**Problems and tasks:**
(A) List every U.S. state named in the GMO labeling article below.
(B) Return the passage of the GMO labeling article below from "Massachusetts lawmakers have" to "right to vote.", copied word for word.
Document section START
Weeks before a legislative deadline, advocates mobilize to support proposed state GMO labeling bills
Jamaica Plain (February 16, 2014) - More than sixty local residents gathered with state GMO labeling campaign advocates on Sunday night at Spontaneous Celebrations in JP to share concerns over genetically engineered foods and to discuss the need for mandatory GMO labeling. GMO labeling has become a hot-button issue across the nation in recent months, with more than half of the states considering labeling legislation, including Massachusetts. Local community groups hosted a film screening and discussion on GMOs and are encouraging legislators to take action on a proposed law before a March 19th committee deadline.
“We have a right to know what we’re feeding our families, and what we’re supporting with our food purchases. People need to know that there are serious health risks associated with GMO foods,” says Martin Dagoberto, an advocate with the group called Massachusetts Right to Know GMOs. “People across the state are calling for GMOs to be labeled, and right now our elected officials have the opportunity to show us they’re listening,” Dagoberto added.
Massachusetts lawmakers have introduced several bills related to GMO labeling, but as the legislative deadline approaches, advocates are concerned that the state will miss an opportunity to be part of a national legislative movement. In 2013, Connecticut and Maine both passed GMO labeling laws that rely on neighboring states to enact similar laws before they go into effect. Vermont’s house passed a GMO labeling bill by a lopsided margin, and their senate is expected to vote soon. Organizers of the labeling efforts say that state-level action is setting the standard for meaningful GMO labeling and will force the federal government to take action as it did with other historic laws like women’s right to vote.
“It’s a sad state of affairs when GMOs are seen as the norm and we have to label organic,” says Op, a Roxbury resident who attended the event with his family. “Not everyone has access to organic food, but a GMO label will help everyone know what’s in their food and decide what they’re going to give their kids,” he added, “it helps get the conversation going about how food is medicine, and how food is related to sickness.”
Document section END
Available data START
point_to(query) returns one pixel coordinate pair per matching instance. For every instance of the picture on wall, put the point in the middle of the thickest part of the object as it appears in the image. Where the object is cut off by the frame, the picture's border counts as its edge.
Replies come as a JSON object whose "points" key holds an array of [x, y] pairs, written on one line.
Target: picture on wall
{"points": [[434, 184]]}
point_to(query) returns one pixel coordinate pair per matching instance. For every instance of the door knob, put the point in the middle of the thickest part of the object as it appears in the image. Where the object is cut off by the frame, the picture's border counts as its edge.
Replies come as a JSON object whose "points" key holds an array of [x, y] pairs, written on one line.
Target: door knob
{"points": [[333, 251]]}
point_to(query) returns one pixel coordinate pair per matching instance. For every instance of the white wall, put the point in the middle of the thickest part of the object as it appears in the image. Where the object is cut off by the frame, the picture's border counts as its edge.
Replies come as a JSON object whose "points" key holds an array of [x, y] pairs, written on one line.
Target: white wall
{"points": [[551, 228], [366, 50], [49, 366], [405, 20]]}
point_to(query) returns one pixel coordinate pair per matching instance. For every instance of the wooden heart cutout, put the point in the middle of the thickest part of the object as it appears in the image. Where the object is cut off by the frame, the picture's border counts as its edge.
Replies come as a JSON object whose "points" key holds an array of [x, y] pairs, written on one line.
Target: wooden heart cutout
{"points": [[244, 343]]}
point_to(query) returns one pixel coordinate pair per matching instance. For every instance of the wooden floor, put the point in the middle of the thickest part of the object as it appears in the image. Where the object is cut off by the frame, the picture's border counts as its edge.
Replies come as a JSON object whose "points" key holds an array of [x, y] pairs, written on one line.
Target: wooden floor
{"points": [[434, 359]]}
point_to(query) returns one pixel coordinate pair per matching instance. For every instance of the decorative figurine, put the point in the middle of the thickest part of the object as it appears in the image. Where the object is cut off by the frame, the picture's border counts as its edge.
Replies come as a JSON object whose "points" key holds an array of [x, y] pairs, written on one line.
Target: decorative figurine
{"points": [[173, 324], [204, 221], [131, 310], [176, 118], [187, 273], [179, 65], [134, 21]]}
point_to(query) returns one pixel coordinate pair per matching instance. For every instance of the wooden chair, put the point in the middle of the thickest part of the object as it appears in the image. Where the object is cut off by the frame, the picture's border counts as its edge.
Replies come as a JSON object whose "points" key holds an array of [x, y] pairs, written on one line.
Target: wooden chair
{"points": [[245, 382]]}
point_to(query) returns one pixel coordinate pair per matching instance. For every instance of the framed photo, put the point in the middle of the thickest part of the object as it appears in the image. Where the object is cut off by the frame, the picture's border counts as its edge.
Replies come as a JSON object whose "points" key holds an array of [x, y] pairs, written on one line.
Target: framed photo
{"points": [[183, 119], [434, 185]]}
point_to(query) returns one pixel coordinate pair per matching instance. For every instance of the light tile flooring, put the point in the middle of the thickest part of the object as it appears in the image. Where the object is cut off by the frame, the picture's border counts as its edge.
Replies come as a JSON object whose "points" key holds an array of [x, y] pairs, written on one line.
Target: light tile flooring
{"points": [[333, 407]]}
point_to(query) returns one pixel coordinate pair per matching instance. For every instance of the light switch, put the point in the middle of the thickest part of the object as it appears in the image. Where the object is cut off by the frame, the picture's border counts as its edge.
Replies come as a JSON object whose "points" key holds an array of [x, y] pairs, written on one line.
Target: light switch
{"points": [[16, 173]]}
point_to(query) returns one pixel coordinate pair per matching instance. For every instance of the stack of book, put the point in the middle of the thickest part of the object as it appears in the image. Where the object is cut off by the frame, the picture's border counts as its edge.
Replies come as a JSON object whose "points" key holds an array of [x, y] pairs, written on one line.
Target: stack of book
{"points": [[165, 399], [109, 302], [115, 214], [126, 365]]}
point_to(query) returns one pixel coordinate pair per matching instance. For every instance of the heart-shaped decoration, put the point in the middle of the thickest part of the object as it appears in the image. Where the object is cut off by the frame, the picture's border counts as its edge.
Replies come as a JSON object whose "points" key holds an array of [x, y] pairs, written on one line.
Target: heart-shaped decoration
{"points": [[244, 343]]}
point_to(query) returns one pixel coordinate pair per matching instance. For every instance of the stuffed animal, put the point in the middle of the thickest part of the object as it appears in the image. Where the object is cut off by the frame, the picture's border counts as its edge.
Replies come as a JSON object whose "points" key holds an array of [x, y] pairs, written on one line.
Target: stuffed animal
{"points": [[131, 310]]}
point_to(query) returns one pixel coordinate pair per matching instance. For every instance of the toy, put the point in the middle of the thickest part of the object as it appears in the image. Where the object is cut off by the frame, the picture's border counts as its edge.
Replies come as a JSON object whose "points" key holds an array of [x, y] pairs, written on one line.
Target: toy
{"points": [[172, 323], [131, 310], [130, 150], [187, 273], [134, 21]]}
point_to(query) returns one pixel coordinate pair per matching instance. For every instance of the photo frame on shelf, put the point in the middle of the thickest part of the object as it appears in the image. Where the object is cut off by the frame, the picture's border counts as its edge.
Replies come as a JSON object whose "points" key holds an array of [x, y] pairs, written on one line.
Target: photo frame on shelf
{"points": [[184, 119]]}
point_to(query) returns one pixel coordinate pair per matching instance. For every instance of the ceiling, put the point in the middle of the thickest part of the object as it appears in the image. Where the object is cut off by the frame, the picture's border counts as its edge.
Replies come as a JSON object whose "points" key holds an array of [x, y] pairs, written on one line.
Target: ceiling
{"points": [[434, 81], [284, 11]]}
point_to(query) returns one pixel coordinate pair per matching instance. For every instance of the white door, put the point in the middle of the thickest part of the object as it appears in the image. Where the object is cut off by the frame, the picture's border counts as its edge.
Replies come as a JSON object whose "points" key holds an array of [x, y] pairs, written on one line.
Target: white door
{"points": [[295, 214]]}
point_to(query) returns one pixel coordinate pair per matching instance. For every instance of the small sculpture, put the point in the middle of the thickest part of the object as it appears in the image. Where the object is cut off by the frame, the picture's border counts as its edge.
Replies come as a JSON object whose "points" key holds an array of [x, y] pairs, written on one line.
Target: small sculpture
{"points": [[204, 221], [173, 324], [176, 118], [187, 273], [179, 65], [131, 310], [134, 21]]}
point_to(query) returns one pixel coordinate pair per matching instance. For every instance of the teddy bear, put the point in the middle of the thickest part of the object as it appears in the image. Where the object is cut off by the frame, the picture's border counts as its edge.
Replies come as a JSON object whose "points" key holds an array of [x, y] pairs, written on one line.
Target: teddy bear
Available data END
**Expected results:**
(A) Massachusetts, Connecticut, Maine, Vermont

(B)
Massachusetts lawmakers have introduced several bills related to GMO labeling, but as the legislative deadline approaches, advocates are concerned that the state will miss an opportunity to be part of a national legislative movement. In 2013, Connecticut and Maine both passed GMO labeling laws that rely on neighboring states to enact similar laws before they go into effect. Vermont’s house passed a GMO labeling bill by a lopsided margin, and their senate is expected to vote soon. Organizers of the labeling efforts say that state-level action is setting the standard for meaningful GMO labeling and will force the federal government to take action as it did with other historic laws like women’s right to vote.